• What you are asked to do:
Repeat each record below exactly, dropping the pictures.

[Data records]
-- -- --
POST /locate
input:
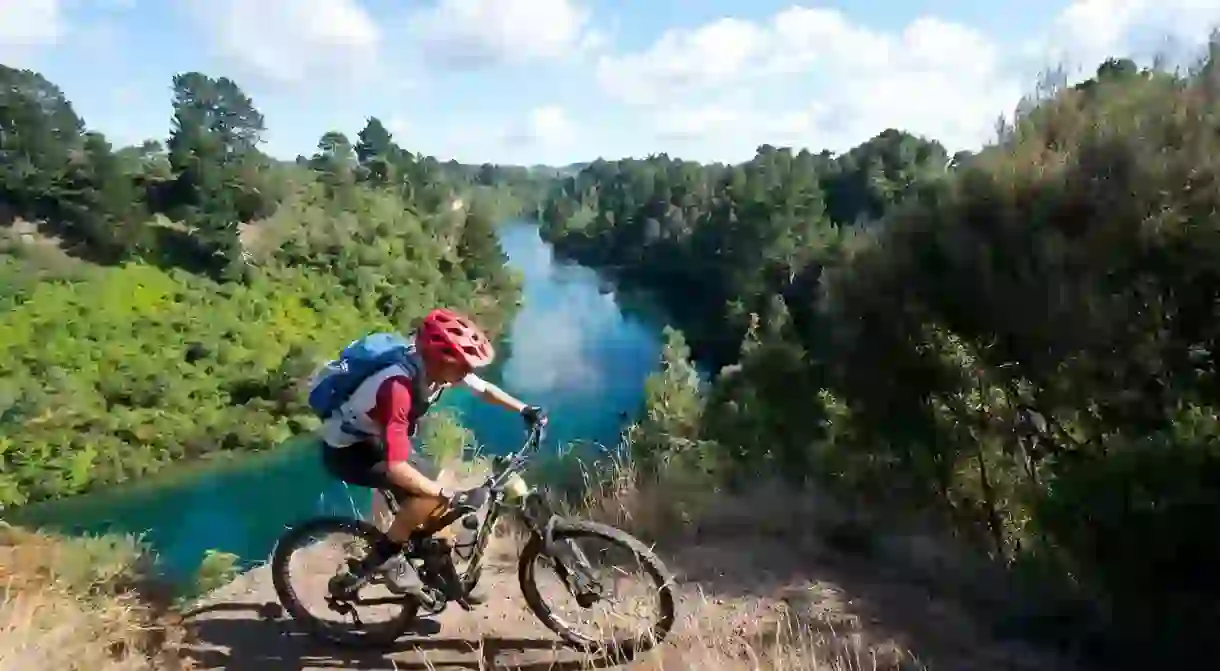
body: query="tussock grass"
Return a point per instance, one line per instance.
(82, 604)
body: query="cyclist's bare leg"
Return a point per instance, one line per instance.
(381, 515)
(414, 513)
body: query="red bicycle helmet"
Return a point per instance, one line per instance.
(447, 336)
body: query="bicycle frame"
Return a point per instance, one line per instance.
(506, 489)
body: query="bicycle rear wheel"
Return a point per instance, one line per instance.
(655, 581)
(401, 610)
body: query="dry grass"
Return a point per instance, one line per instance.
(79, 604)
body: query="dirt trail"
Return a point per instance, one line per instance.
(732, 595)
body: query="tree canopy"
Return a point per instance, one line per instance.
(167, 300)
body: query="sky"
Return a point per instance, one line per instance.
(563, 81)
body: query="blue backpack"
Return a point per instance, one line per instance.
(334, 383)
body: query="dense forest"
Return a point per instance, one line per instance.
(1020, 342)
(167, 300)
-- -- --
• Response to this exercise:
POST /locate
input:
body: query="tussock grass"
Return a point per instance, one line per instance.
(82, 604)
body: query="cyclist's bare leg"
Return a point per instance, one line per instance.
(381, 515)
(414, 513)
body: query="red bicycle helmet"
Return a point per instance, one line per instance.
(447, 336)
body: query="bicycle frame"
Return a point per instance, one line per instance.
(506, 489)
body: query="bicycle rear wheel"
Return a point per instance, one line per instance.
(655, 581)
(401, 610)
body: query="dry grass"
Return a point per instance, one line per instance.
(79, 604)
body: query="dirt trail"
Return a point per instance, one line per instance.
(732, 595)
body: query="tree canopy"
Return a point per instance, one line per instance.
(167, 300)
body: query="sky"
Return a point per instance, one line per instance.
(563, 81)
body: query="blue backpack"
Return a point per instance, one line per instance.
(334, 383)
body: query="dense forest"
Return a point per instance, one line per instance.
(1020, 342)
(167, 300)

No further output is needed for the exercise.